* Instructions for the task
Set down exactly the lines below between the line holding "Query: green field" and the line holding "bottom right and return the coordinates.", inclusive; no other line belongs in the answer.

(Region pointing data)
= = = = = = =

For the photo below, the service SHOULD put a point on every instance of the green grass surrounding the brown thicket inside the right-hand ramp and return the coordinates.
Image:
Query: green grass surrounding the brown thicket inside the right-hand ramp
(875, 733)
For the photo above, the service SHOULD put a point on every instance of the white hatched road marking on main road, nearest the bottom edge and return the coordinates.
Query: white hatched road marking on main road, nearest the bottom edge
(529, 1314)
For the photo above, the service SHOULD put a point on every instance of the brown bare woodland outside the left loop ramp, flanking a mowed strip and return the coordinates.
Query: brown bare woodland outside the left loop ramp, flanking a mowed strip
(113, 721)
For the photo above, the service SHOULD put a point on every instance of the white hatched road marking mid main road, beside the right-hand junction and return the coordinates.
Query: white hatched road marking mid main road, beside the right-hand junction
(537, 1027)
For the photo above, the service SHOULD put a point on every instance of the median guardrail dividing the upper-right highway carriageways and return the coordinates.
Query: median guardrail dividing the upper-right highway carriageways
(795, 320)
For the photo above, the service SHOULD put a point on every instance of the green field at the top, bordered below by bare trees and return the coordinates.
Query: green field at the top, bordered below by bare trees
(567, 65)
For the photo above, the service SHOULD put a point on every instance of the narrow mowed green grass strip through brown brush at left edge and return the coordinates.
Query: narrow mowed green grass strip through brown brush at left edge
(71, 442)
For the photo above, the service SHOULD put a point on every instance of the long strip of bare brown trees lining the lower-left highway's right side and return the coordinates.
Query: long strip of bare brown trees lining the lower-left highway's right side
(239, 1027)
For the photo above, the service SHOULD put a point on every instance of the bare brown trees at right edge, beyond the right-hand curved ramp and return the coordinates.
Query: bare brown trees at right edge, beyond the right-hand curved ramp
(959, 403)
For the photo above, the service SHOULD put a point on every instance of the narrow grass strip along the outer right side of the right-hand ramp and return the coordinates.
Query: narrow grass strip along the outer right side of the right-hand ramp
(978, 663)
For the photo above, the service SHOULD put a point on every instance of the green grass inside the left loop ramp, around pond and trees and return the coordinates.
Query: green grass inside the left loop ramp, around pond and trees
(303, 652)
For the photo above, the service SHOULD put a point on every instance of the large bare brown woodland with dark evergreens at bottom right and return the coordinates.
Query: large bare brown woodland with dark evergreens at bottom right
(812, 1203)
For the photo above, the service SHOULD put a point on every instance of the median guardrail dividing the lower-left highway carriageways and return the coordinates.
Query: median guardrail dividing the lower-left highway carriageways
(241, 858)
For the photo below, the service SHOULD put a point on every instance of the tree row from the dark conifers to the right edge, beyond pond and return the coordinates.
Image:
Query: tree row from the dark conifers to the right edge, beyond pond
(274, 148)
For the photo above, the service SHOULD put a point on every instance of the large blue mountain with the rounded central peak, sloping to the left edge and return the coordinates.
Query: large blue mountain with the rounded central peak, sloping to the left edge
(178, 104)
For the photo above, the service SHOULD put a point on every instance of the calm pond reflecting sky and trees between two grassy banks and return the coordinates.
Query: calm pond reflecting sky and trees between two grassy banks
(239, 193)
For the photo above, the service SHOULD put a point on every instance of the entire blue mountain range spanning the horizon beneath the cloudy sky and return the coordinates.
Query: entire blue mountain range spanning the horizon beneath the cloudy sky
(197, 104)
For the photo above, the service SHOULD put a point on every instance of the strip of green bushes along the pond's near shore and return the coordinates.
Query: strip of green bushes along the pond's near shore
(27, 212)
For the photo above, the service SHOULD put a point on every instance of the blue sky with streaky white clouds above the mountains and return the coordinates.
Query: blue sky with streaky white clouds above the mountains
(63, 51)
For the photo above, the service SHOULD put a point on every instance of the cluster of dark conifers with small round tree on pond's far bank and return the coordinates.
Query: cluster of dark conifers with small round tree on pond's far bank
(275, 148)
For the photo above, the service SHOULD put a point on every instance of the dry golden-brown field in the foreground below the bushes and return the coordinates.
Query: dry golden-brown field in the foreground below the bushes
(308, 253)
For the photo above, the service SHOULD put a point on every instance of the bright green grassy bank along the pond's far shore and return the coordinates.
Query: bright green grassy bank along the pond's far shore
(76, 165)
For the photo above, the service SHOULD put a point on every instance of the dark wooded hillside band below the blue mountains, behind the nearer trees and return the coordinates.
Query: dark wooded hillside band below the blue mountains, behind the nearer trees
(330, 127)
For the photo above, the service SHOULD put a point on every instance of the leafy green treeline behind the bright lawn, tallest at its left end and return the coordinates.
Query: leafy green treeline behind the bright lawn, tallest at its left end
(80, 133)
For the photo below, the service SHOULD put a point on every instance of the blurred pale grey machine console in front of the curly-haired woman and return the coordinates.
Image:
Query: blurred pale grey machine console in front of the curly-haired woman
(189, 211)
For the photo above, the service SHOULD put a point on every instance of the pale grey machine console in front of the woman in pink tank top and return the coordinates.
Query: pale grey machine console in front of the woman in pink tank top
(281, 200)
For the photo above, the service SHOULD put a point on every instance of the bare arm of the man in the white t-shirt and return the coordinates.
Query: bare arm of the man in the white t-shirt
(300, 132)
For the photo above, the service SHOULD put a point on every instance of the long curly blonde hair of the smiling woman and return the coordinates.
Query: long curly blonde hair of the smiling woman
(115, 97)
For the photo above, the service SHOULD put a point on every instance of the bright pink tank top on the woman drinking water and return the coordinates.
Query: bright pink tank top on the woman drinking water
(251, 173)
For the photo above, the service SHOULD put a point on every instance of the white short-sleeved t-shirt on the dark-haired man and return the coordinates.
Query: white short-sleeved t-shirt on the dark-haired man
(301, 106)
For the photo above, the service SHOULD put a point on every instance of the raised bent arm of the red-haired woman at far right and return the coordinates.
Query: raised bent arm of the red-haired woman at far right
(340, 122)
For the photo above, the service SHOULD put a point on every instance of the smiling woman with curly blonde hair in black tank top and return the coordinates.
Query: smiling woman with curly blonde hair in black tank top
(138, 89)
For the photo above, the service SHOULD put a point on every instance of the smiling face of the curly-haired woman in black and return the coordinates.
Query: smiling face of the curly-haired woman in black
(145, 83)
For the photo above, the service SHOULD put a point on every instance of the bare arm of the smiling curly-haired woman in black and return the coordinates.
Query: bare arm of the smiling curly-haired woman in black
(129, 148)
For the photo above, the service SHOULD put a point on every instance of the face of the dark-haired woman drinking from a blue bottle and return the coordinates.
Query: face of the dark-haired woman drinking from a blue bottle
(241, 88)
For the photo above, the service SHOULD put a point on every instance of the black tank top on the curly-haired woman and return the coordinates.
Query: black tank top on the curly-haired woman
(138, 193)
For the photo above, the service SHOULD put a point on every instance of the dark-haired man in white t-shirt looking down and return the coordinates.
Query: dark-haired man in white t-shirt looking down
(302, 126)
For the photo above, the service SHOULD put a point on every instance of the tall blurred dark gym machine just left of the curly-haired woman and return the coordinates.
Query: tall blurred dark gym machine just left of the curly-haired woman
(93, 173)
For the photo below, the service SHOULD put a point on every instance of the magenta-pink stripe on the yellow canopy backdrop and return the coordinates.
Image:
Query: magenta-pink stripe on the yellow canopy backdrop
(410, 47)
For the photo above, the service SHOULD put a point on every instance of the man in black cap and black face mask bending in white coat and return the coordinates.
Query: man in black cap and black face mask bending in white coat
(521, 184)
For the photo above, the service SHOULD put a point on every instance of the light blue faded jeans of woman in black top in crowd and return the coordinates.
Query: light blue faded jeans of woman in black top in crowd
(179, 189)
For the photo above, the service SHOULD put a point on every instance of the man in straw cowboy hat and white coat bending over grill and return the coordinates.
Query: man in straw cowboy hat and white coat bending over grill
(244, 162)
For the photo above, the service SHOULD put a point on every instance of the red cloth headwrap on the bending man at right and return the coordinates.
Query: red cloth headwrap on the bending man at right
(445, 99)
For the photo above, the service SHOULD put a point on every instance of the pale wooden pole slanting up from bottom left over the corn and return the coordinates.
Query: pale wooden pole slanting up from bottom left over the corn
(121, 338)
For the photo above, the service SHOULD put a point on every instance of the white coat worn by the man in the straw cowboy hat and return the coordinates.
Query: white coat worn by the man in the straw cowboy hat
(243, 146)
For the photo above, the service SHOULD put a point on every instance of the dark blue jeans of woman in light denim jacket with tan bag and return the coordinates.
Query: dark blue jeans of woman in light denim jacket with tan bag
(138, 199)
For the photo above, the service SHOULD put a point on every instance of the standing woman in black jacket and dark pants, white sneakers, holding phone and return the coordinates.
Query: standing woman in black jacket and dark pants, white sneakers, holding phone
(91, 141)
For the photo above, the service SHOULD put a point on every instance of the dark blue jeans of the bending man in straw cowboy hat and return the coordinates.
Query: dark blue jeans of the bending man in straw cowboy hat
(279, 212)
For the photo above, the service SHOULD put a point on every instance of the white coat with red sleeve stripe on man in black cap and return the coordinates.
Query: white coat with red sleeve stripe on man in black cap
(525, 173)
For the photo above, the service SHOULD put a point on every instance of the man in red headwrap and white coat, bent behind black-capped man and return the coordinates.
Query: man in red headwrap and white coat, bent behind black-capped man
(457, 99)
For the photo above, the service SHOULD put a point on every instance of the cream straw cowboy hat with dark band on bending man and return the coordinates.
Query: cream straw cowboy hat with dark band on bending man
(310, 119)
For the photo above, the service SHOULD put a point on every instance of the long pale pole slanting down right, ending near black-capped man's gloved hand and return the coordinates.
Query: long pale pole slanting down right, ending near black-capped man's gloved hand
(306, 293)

= = = = = = =

* Expected answer
Query: green field at the top, bordered below by bare trees
(567, 65)
For the photo above, the service SHOULD put a point on every instance of the narrow mowed green grass strip through brown brush at left edge and return the coordinates.
Query: narrow mowed green grass strip through brown brush at left edge
(71, 442)
For the photo above, the service SHOULD put a point on every instance of the long strip of bare brown trees lining the lower-left highway's right side and return the coordinates.
Query: long strip of bare brown trees lining the lower-left highway's right side
(239, 1027)
For the photo above, the service SHOULD put a point on every instance of the bare brown trees at right edge, beyond the right-hand curved ramp and return the coordinates.
Query: bare brown trees at right edge, beyond the right-hand curved ramp
(959, 403)
For the photo above, the service SHOULD put a point on every instance of the narrow grass strip along the outer right side of the right-hand ramp and return the coordinates.
Query: narrow grass strip along the outer right side of the right-hand ramp
(978, 663)
For the photo above, the service SHOULD put a point on every instance of the green grass inside the left loop ramp, around pond and trees and return the coordinates.
Query: green grass inside the left loop ramp, around pond and trees
(303, 652)
For the photo above, the service SHOULD put a point on every instance of the large bare brown woodland with dark evergreens at bottom right and return the coordinates.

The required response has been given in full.